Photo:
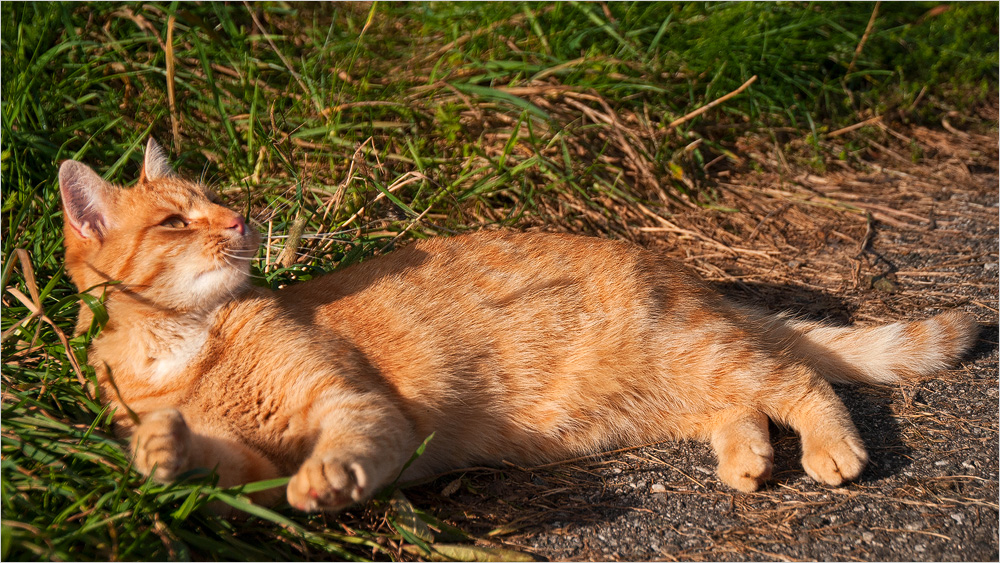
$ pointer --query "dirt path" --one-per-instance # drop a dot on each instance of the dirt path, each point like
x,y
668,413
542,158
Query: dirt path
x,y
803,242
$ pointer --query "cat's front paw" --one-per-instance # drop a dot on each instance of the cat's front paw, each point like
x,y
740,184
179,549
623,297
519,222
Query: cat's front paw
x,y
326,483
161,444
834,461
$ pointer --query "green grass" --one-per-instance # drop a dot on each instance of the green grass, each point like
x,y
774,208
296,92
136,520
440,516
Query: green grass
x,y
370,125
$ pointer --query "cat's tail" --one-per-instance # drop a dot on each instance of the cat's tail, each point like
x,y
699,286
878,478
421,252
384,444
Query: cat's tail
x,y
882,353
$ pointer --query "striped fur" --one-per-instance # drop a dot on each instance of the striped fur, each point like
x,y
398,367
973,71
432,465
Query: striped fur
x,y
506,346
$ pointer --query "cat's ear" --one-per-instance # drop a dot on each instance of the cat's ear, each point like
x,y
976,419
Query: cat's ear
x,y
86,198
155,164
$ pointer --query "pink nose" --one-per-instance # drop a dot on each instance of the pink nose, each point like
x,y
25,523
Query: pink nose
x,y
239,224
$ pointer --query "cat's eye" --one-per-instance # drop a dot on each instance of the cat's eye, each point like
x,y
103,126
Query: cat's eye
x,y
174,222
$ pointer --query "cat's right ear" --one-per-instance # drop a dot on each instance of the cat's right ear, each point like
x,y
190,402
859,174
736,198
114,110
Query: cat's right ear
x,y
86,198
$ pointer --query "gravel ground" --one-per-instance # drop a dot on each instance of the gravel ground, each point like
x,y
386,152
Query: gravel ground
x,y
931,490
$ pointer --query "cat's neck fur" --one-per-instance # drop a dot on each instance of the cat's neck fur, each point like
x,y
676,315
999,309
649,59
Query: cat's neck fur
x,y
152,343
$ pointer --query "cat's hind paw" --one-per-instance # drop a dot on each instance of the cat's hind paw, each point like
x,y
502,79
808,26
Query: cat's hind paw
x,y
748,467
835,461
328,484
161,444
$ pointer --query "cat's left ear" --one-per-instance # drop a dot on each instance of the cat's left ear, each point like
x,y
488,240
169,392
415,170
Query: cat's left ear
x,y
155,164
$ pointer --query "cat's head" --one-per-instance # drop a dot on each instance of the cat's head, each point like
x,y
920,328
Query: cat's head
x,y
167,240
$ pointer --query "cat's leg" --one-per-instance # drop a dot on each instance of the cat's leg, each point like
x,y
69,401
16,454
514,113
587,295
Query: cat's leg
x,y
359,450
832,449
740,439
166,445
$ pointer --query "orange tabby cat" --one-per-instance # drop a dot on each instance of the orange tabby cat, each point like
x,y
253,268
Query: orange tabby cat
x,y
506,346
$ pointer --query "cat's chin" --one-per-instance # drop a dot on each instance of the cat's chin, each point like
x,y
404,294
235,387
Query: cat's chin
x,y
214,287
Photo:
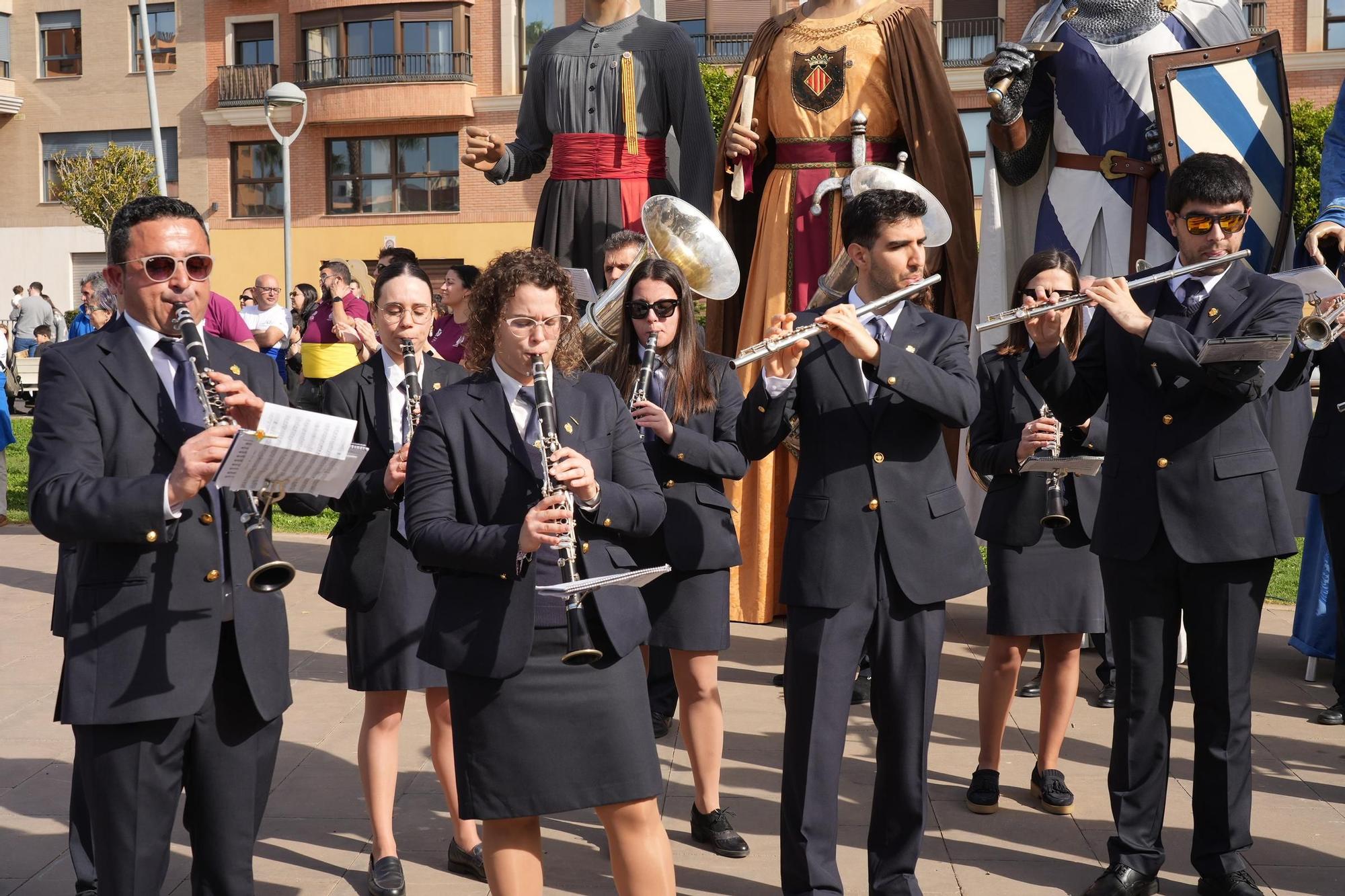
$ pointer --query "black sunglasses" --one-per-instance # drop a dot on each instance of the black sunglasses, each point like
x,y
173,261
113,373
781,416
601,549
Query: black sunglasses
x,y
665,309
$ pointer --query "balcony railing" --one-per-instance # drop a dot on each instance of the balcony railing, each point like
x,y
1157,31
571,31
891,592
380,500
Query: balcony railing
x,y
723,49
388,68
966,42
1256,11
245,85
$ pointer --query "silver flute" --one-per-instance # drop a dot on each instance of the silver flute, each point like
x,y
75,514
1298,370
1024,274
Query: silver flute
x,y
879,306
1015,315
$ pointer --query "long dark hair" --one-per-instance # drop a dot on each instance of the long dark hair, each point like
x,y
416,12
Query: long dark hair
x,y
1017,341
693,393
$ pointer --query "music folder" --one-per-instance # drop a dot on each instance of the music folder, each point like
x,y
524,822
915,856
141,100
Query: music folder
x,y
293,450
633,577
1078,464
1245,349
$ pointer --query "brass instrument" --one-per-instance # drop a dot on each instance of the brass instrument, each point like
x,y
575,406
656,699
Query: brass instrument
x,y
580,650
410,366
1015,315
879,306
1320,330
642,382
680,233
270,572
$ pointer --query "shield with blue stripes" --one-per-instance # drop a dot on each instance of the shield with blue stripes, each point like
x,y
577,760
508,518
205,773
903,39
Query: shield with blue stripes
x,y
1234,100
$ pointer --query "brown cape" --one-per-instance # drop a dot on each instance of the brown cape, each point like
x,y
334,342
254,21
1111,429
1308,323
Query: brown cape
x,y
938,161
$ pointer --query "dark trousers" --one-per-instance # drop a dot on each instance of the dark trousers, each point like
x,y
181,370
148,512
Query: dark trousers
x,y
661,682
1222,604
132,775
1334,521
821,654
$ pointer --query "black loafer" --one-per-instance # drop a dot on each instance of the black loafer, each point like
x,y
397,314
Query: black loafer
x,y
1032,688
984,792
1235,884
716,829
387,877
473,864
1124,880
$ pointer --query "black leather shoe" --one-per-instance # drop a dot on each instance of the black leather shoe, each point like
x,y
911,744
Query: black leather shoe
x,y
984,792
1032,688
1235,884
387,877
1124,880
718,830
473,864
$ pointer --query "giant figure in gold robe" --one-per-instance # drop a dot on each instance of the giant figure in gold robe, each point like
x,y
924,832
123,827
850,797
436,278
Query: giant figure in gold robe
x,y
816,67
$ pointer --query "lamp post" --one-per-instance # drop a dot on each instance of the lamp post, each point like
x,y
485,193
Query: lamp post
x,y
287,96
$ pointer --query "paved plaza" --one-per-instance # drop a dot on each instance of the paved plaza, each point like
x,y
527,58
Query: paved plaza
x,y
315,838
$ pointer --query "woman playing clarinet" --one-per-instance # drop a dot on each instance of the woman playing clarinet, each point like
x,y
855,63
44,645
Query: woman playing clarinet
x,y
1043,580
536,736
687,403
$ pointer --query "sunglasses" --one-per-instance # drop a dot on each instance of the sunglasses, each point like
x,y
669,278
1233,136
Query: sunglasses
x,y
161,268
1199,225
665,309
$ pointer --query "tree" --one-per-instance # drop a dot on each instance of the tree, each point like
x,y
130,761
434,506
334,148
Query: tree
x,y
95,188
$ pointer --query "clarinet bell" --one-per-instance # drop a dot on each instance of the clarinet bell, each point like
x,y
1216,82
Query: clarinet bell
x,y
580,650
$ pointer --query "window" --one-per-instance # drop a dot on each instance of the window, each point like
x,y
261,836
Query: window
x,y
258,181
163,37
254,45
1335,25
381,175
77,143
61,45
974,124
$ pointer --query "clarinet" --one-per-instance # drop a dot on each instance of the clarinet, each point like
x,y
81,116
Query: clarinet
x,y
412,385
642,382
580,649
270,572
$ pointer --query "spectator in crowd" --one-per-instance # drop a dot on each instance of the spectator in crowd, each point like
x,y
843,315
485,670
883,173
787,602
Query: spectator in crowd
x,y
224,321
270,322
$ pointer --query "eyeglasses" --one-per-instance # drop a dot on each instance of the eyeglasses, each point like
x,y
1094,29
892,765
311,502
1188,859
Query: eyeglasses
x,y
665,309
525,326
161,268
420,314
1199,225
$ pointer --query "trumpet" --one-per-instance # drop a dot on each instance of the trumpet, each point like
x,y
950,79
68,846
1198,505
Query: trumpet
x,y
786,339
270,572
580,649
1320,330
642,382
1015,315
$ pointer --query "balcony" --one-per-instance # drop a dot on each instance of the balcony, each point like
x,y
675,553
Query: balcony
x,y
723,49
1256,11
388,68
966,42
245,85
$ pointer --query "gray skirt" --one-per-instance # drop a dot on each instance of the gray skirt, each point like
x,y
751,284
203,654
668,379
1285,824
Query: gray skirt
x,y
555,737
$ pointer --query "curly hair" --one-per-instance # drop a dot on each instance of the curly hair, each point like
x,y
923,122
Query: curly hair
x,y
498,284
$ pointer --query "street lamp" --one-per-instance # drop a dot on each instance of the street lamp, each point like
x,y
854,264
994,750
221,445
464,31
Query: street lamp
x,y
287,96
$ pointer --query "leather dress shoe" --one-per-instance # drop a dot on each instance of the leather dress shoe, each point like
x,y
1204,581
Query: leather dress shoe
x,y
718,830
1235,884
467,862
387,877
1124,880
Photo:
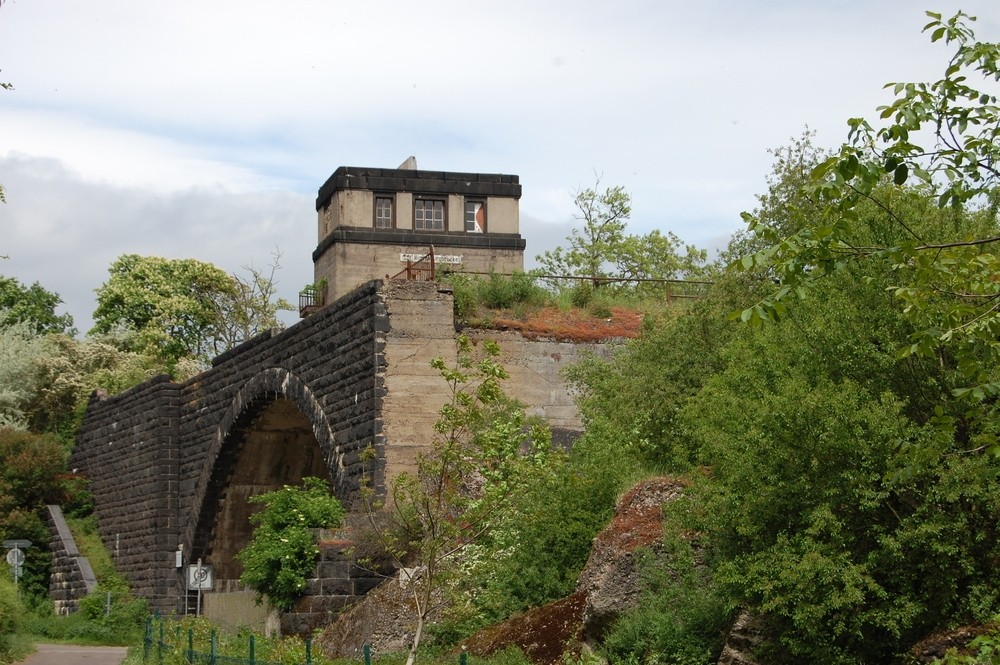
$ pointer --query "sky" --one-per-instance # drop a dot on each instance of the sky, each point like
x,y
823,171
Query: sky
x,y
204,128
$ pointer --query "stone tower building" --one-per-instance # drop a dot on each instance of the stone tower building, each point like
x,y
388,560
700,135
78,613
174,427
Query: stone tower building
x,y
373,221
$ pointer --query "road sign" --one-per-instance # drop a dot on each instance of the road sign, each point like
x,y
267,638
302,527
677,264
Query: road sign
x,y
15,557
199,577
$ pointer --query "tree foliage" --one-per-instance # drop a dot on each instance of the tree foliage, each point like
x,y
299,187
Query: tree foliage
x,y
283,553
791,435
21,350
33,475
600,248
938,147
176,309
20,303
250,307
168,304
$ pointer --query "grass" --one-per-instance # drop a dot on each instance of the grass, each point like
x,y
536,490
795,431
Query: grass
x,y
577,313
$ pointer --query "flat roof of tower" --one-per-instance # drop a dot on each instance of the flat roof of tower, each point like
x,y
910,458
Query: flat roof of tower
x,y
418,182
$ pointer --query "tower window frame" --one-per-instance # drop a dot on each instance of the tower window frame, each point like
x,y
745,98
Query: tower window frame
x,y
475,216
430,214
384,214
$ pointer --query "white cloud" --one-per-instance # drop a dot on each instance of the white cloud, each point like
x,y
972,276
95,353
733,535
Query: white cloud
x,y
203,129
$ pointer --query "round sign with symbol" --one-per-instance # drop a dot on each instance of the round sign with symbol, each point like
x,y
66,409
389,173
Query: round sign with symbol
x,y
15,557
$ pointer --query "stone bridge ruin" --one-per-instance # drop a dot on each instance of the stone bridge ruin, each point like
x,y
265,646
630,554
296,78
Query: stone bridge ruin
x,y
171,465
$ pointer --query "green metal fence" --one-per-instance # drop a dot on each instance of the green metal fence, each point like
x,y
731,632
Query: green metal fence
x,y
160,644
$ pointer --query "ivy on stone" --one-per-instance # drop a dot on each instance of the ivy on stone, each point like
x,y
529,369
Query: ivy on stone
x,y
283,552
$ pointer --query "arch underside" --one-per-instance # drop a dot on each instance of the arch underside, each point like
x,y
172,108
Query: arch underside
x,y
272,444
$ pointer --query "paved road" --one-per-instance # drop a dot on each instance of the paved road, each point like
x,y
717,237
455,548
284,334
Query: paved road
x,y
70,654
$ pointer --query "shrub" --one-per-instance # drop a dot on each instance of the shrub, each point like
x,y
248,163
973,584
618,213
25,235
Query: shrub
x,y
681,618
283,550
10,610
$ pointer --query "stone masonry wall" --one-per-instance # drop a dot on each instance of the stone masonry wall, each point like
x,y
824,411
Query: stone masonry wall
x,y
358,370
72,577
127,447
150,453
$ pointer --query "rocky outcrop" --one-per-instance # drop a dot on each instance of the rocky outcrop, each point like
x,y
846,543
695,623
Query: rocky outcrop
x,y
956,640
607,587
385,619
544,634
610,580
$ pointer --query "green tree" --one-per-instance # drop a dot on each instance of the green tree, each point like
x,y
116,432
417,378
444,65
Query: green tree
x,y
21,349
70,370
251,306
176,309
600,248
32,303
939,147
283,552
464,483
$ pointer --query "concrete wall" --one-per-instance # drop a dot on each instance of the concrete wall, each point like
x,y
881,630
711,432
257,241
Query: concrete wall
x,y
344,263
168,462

====

REQUEST: Copy the data word for word, starting at the line that contains "fence, each point like" and going through the final line of the data.

ANSWER TO THIS TASK:
$ pointer --query "green metal fence" --one-per-instance # drop a dot on each instance of the green metal fence, each point like
x,y
731,632
Query: green metal fence
x,y
160,644
$ pointer --query "ivy on stone" --one-per-instance # drop a dot on each instance of the ivy on stone, each point like
x,y
529,369
Query: ivy on stone
x,y
283,552
$ pointer --query "arch underside" --one-per-instance # drop a dot on each instance of the arch underside, each point like
x,y
172,108
Query: arch underside
x,y
272,444
$ pointer --query "paved road" --one-per-instance # drop a dot on each instance of the paved road, each point like
x,y
717,237
455,548
284,334
Query: paved road
x,y
70,654
$ pointer --query "shrub" --one-per-instance # drop a dot on each instance of the shrub, each point like
x,y
248,163
973,584
618,213
25,235
Query: shrub
x,y
681,618
283,550
10,610
$ pointer --query "stone masonry wall" --one-per-instance # drop a dot on each instance of the stone masonry wall, each point like
x,y
824,411
Query: stone masonry wall
x,y
358,370
72,577
127,447
150,453
$ pointer --query "rocky outcrop" --one-per-instance # drop a dot on each instance of the rocky outcrop, each point like
x,y
846,543
695,623
Query: rocky outcrop
x,y
956,640
607,587
385,619
544,634
610,580
$ pointer --query "green tree" --one-per-instance # drop a dot on each instance of the green tree, each point like
x,y
116,432
417,378
444,65
Query: green tree
x,y
21,349
70,370
251,306
176,309
600,248
32,303
939,147
283,552
464,483
$ pointer --query "concrete wall" --one-per-instance # drop a dot on each instance of the concrete wall, each point like
x,y
881,630
711,432
257,241
Query: concrete wall
x,y
344,263
168,462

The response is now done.